ACTIVITY
Return, exactly and in full, the lines of the records below starting at the one with "spot the potted plant in the photo above" and ending at the one with "spot the pink flower in the photo above", and no other lines.

DATA EXTRACT
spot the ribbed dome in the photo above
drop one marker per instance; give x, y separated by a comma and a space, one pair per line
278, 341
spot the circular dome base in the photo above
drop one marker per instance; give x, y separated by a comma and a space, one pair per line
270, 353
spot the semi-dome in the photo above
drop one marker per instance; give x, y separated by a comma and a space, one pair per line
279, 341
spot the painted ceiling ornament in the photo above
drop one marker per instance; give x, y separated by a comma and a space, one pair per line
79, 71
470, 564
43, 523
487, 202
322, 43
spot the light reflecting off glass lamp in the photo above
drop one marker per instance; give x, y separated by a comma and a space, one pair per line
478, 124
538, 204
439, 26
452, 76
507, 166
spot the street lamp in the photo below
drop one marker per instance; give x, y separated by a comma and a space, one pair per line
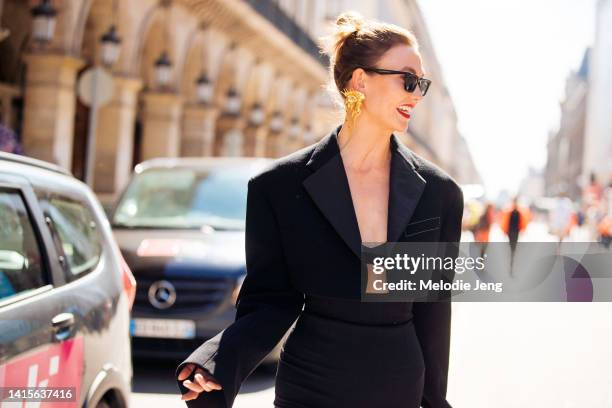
204, 89
232, 104
257, 114
111, 46
276, 123
163, 70
43, 25
294, 129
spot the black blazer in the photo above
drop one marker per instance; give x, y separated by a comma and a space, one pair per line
302, 237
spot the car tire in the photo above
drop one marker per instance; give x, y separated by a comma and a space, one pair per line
103, 404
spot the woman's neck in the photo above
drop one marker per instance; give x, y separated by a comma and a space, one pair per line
365, 146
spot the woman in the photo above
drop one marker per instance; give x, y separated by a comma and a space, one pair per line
307, 216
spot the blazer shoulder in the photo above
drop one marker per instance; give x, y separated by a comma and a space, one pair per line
437, 176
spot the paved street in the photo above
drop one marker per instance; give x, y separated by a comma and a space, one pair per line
503, 355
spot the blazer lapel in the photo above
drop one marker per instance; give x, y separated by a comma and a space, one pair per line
329, 188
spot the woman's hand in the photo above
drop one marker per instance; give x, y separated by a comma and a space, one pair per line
203, 382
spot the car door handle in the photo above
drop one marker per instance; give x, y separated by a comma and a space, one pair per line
62, 326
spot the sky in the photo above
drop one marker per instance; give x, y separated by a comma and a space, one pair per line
505, 63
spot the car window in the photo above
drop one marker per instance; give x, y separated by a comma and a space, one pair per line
76, 233
186, 198
21, 266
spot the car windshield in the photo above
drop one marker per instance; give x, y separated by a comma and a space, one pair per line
186, 198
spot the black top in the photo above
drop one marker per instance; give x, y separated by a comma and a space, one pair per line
302, 239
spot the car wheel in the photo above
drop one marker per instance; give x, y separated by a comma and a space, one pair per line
103, 404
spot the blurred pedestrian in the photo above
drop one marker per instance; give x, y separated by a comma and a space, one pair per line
483, 227
514, 220
8, 140
562, 218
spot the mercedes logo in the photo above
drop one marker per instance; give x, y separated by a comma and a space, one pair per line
162, 294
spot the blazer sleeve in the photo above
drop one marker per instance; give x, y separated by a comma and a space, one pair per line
433, 319
267, 306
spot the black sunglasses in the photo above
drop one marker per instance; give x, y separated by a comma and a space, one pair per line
410, 80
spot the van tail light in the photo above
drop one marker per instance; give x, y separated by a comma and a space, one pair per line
129, 282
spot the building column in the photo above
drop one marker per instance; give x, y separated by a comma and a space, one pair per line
229, 135
199, 123
274, 147
115, 137
161, 124
49, 107
254, 144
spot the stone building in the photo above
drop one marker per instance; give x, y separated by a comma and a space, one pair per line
189, 78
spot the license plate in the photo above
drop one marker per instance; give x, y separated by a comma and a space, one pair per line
163, 328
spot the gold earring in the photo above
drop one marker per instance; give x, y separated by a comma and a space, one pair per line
353, 100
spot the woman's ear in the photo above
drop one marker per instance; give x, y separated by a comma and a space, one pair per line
358, 80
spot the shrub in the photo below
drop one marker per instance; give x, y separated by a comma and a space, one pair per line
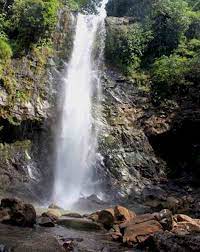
33, 20
125, 46
5, 50
169, 75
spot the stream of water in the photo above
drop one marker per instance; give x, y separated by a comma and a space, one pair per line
76, 141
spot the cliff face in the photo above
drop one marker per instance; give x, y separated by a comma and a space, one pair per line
27, 114
150, 150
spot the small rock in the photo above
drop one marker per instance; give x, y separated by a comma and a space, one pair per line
137, 233
107, 217
165, 219
138, 219
172, 204
183, 224
46, 222
93, 216
79, 224
54, 206
167, 241
73, 215
19, 213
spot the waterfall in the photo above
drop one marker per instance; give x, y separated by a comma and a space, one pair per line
76, 141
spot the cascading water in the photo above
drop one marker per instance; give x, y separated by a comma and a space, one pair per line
76, 143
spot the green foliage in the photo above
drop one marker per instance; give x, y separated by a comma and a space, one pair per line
76, 5
170, 21
125, 46
32, 20
5, 50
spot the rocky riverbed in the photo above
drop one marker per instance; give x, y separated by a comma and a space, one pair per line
113, 229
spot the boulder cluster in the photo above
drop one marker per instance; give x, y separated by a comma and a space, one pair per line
158, 231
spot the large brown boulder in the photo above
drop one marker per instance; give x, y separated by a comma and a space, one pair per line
53, 214
107, 217
137, 233
15, 212
123, 214
168, 241
183, 224
111, 216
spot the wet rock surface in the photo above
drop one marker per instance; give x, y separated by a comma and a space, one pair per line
159, 231
16, 212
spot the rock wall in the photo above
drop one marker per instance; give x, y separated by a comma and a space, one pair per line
148, 150
28, 87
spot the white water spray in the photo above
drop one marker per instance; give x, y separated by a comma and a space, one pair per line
76, 142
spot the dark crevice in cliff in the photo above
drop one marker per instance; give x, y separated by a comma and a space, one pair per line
180, 148
10, 133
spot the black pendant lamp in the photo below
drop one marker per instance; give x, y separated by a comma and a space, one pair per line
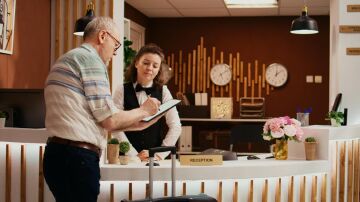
304, 24
82, 22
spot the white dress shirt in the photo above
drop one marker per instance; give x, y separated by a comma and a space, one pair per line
171, 116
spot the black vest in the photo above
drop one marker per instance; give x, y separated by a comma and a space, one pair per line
149, 137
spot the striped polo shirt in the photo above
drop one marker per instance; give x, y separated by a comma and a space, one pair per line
77, 97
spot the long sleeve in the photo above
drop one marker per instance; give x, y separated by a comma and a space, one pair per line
119, 103
173, 123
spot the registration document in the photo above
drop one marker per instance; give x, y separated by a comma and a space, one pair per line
162, 109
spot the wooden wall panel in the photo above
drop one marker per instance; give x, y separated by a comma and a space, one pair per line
29, 64
246, 36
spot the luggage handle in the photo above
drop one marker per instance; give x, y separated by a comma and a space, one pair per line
152, 152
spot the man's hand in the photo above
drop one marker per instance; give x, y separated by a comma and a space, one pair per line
150, 106
144, 156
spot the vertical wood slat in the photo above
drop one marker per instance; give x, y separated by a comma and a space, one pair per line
242, 72
323, 188
251, 191
237, 64
102, 8
263, 76
342, 172
238, 89
356, 171
291, 189
314, 189
184, 78
200, 65
219, 198
350, 179
130, 191
22, 174
259, 87
112, 192
334, 174
184, 188
198, 55
189, 69
256, 71
249, 75
278, 191
8, 175
57, 28
41, 175
303, 189
245, 87
265, 191
193, 71
236, 192
165, 189
205, 74
208, 72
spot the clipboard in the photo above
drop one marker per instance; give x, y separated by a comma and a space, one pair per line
162, 109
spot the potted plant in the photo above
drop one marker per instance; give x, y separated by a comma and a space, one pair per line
2, 119
281, 130
336, 118
124, 147
310, 148
113, 151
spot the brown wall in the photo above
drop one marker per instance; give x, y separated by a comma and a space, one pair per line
266, 39
29, 64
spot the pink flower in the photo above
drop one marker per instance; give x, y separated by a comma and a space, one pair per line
278, 134
282, 127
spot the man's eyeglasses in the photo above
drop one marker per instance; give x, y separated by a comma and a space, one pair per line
117, 43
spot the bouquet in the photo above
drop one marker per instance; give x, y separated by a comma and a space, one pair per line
285, 128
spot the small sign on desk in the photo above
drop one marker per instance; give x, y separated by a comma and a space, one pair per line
349, 29
352, 51
201, 160
353, 8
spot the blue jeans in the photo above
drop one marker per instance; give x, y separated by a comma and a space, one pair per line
72, 173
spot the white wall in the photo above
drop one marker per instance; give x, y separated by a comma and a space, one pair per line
344, 69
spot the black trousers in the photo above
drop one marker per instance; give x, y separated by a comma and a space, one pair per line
72, 173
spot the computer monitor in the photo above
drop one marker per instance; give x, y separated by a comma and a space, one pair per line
25, 107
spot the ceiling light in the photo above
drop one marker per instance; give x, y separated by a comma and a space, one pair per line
304, 24
251, 3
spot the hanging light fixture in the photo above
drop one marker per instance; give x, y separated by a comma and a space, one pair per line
82, 22
304, 24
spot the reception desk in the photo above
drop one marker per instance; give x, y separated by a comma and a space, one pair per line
334, 177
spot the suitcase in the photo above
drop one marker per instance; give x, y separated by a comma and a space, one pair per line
172, 198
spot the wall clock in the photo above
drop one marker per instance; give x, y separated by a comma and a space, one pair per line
276, 74
220, 74
221, 107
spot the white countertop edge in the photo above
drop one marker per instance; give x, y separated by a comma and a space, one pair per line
229, 170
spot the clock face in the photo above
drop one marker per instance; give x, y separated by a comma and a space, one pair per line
220, 74
276, 74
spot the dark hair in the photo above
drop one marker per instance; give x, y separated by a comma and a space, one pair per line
131, 72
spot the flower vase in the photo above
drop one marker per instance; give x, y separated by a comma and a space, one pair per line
113, 153
335, 123
124, 159
281, 149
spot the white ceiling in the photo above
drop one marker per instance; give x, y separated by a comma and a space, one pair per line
217, 8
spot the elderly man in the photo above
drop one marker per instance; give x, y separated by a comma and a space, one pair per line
80, 111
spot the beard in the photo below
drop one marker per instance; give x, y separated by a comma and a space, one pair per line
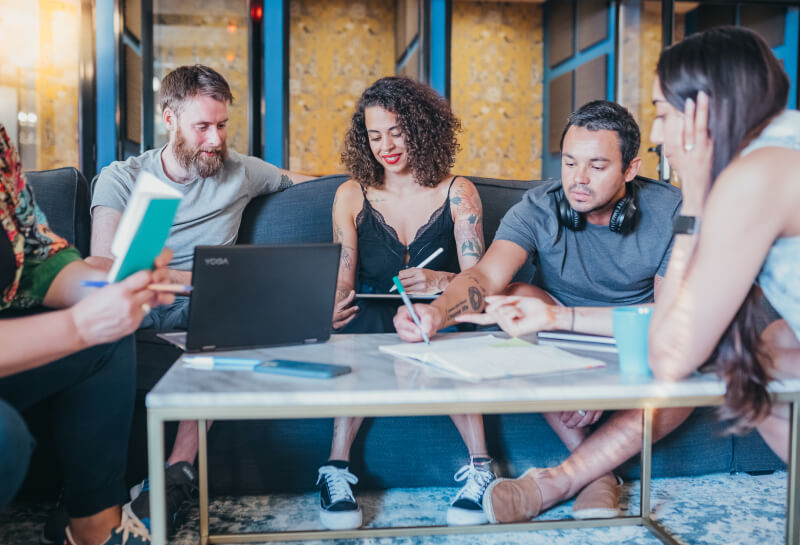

ANSWER TO THIS TASK
spot the potted plant in the photo above
drop one marker per instance; give x, y separated by a comma and a space, one pair per line
2, 119
281, 130
336, 118
124, 147
310, 148
113, 151
spot the brown wall in the photo above
drop one marker per instance; give x, y separated by a comma and a space, one pair per line
266, 39
29, 64
spot the pink flower in the photo above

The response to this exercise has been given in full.